— Exercise prompt —
In the records below, find each line holding the word "girl" and copy it.

— Record extracts —

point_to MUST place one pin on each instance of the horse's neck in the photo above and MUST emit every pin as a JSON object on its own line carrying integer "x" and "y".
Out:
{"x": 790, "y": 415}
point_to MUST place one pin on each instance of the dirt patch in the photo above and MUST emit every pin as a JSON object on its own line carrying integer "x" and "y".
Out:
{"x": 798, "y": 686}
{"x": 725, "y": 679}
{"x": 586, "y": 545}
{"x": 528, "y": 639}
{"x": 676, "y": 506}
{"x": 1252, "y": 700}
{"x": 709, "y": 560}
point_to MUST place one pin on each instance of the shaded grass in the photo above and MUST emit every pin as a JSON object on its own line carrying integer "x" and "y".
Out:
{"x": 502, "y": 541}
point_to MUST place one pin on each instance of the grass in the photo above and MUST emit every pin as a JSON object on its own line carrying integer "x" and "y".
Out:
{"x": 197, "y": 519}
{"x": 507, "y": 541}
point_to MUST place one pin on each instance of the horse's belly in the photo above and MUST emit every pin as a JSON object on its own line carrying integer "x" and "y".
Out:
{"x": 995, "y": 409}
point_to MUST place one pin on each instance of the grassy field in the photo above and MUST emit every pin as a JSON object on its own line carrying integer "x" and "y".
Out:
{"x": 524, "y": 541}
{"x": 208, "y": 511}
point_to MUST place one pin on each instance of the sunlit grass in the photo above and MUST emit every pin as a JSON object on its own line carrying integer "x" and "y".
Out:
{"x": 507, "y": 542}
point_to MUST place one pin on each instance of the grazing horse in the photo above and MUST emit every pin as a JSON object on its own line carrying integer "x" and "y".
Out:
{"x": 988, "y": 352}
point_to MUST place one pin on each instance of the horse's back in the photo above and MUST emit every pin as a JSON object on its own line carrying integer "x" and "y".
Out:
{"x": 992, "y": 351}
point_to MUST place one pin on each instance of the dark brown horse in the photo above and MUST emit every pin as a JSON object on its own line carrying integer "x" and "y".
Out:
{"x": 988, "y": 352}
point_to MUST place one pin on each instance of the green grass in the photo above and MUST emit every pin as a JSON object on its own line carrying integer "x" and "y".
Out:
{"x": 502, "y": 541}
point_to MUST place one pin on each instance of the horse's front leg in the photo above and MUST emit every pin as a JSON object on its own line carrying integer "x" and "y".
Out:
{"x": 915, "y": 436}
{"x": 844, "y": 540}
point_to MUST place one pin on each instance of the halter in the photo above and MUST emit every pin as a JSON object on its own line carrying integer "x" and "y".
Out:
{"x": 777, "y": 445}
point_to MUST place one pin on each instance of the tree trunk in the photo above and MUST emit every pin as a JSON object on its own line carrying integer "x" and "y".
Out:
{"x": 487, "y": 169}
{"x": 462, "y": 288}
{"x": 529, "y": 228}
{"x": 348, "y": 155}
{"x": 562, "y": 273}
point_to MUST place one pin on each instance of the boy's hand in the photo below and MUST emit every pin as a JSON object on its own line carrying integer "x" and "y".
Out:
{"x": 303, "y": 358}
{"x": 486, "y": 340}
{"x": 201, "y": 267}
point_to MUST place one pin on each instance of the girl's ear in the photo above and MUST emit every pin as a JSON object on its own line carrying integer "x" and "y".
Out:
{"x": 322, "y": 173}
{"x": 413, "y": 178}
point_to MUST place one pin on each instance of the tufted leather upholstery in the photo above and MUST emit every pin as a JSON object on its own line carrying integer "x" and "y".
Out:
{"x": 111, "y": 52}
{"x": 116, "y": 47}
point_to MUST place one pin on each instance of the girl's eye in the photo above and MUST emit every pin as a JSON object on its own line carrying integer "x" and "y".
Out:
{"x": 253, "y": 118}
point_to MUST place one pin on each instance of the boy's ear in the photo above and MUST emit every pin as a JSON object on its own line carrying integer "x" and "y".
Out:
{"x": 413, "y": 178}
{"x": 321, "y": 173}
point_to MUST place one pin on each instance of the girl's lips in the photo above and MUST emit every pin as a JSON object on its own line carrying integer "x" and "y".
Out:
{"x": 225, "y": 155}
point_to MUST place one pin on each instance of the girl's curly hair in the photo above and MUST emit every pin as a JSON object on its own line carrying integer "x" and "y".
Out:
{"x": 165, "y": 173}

— Response box —
point_to MUST place one pin on each instance of the girl's ear in the photo above and MUST emit every pin as a JSON object on its own line carrying integer "x" and "y".
point_to MUST place one pin on each instance of the girl's eye in the photo above and MUST emit every pin as a JSON object on its own line carrying integer "x" and "y".
point_to MUST place one pin on each instance of the girl's lips in the photo above and MUST emit every pin as a JSON object on its own line carrying integer "x" and "y".
point_to MUST place one pin on each instance of the girl's curly hair in the photo above and MUST emit every pin as a JSON object on its own line carrying integer "x" and "y".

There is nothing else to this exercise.